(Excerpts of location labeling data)
BEGIN

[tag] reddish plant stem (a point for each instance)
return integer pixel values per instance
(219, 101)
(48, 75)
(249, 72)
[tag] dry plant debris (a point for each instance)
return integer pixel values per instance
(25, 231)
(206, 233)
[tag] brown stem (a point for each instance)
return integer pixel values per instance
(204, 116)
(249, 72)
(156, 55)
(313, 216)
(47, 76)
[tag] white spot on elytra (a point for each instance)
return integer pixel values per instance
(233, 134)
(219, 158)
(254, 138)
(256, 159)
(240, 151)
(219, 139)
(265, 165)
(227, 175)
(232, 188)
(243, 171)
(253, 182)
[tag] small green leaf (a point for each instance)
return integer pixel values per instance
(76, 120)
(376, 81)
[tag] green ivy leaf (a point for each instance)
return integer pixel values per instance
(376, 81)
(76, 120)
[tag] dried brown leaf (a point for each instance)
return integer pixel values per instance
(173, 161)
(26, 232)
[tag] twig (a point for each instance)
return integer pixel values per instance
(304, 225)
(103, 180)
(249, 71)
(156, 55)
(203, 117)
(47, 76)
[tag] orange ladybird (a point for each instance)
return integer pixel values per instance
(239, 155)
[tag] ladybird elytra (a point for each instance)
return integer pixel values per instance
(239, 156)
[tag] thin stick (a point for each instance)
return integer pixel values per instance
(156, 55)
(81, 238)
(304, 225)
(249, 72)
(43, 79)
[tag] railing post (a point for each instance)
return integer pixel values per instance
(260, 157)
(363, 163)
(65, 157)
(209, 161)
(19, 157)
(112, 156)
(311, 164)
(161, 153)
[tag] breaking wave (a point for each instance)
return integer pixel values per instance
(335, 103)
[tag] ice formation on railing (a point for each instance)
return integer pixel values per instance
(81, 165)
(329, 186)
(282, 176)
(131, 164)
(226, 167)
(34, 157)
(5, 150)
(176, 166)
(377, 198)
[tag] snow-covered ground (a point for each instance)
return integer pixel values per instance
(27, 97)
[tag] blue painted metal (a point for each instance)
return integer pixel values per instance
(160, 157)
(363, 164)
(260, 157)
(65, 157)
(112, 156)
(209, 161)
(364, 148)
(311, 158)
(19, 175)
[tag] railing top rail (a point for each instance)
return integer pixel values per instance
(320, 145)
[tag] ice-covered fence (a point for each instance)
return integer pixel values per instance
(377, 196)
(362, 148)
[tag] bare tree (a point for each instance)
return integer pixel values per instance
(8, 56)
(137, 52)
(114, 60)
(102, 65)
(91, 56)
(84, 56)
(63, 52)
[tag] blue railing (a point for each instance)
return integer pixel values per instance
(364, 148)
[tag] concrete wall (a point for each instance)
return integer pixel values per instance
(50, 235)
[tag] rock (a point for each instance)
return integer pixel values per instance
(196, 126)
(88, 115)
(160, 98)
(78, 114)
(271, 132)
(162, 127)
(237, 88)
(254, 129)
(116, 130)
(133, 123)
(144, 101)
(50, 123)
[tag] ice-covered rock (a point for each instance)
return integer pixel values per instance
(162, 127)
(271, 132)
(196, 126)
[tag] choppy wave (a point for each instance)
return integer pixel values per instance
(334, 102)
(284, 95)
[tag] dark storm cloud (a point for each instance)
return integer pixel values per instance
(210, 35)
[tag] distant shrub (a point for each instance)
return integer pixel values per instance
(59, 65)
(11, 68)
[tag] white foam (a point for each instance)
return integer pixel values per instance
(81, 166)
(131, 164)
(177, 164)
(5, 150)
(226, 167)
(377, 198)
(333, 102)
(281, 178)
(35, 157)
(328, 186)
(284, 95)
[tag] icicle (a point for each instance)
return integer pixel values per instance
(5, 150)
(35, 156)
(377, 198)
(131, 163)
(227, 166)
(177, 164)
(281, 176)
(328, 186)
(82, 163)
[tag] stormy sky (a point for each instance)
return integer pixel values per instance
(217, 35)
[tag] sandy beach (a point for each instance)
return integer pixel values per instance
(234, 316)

END

- **Written request**: Please lay out all the entries above as a two-column CSV with the columns "query" and "points", one row per entry. Put each entry's text and its answer in one quoted field each, with every line break replaced by a space.

- **Answer to the task**:
query,points
"[tag] reddish plant stem (a point for each instance) return integer pixel values per instance","(219, 101) (48, 75) (249, 72)"
"[tag] dry plant debris (a point for each instance) return integer pixel values per instance","(25, 231) (206, 233)"
"[tag] brown stem (a point for each instance) return integer pixel values per instance","(204, 116) (249, 72) (156, 55) (313, 216) (47, 76)"
"[tag] white spot on elytra (a point for each instance) return integer pixel values per instance","(233, 134) (219, 158) (254, 138) (256, 159) (240, 151) (219, 139) (265, 165) (227, 175) (232, 188) (243, 171) (253, 182)"
"[tag] small green leaf (a point for each instance) return integer pixel values per instance","(76, 120) (376, 81)"
"[tag] green ivy leaf (a point for each instance) return integer pixel values per instance","(376, 81) (76, 120)"
"[tag] dried brown leaf (a point for each instance) return integer pixel values per instance","(173, 161) (26, 232)"
"[tag] twig (a point for each instance) return integer pixel values per instance","(304, 225) (103, 180) (249, 71) (156, 55) (203, 117) (47, 76)"
"[tag] orange ladybird (a point for each instance) return integer pixel values per instance","(239, 155)"
"[tag] ladybird elytra (a point for each instance) return integer pixel values per instance","(239, 156)"
"[tag] thin stick (a point for each instance) return integer pixel values per instance","(156, 55) (81, 238) (304, 225) (249, 72) (43, 79)"
"[tag] railing post (a point for each instance) return integer pixel values per instance","(260, 157) (363, 163) (65, 157) (209, 161) (19, 157) (112, 156) (311, 164) (161, 153)"
"[tag] breaking wave (a point for each instance) return integer pixel values per instance","(335, 103)"
"[tag] ice formation on railing (a point for each instance) return integer pixel values per instance","(81, 165) (329, 186) (282, 176) (131, 164) (226, 167) (34, 157) (5, 150) (176, 166) (377, 198)"
"[tag] snow-covered ground (a point for each instance) return integer pixel values per instance","(27, 97)"
"[tag] blue painted metal (a point for each instance) return integer pixel values per instance","(160, 157) (363, 164) (260, 157) (65, 157) (112, 156) (209, 161) (364, 148) (311, 158) (19, 175)"
"[tag] railing top rail (a point for each instance) return integer pixel values per instance","(320, 145)"
"[tag] ice-covered fence (a point for each instance) return integer pixel values per instance","(377, 196) (362, 148)"
"[tag] bare tree (a point for each instance) return integer pixel values per instance","(8, 56) (137, 52) (114, 60) (102, 65) (91, 56) (84, 56) (63, 52)"
"[tag] blue railing (a point for each instance) return integer pixel values per instance","(364, 148)"
"[tag] concrete wall (a point for each instance) return integer pixel values per instance","(50, 235)"
"[tag] rock (a point for each instance) return integer pixel values per instance","(196, 126) (88, 115) (160, 98) (78, 114) (271, 132) (162, 127) (237, 88) (254, 129) (116, 130) (133, 123) (144, 101) (50, 123)"
"[tag] ice-covered rock (a point for each instance) return integer pixel values per instance","(162, 127) (271, 132) (196, 126)"
"[tag] choppy wave (a point for each instance) return integer pixel values per instance","(334, 102) (284, 95)"
"[tag] dark storm cloud (a point for each instance) return integer pixel values per instance","(210, 35)"
"[tag] distant shrub (a point for each instance) return integer pixel values per instance","(59, 65) (11, 68)"
"[tag] white foam (a point for each instance) return integer pixel values per instance","(81, 166) (131, 164) (177, 164) (5, 150) (226, 167) (377, 198) (333, 102) (281, 178) (35, 157) (328, 186) (284, 95)"
"[tag] icicle (a point for each instance) return integer pixel values per instance","(5, 150) (35, 156) (377, 198) (131, 163) (227, 166) (177, 164) (281, 176) (328, 186) (82, 163)"
"[tag] stormy sky (a point for each instance) return integer pixel values per instance","(217, 35)"
"[tag] sandy beach (a point for each instance) return integer pixel values per instance","(234, 316)"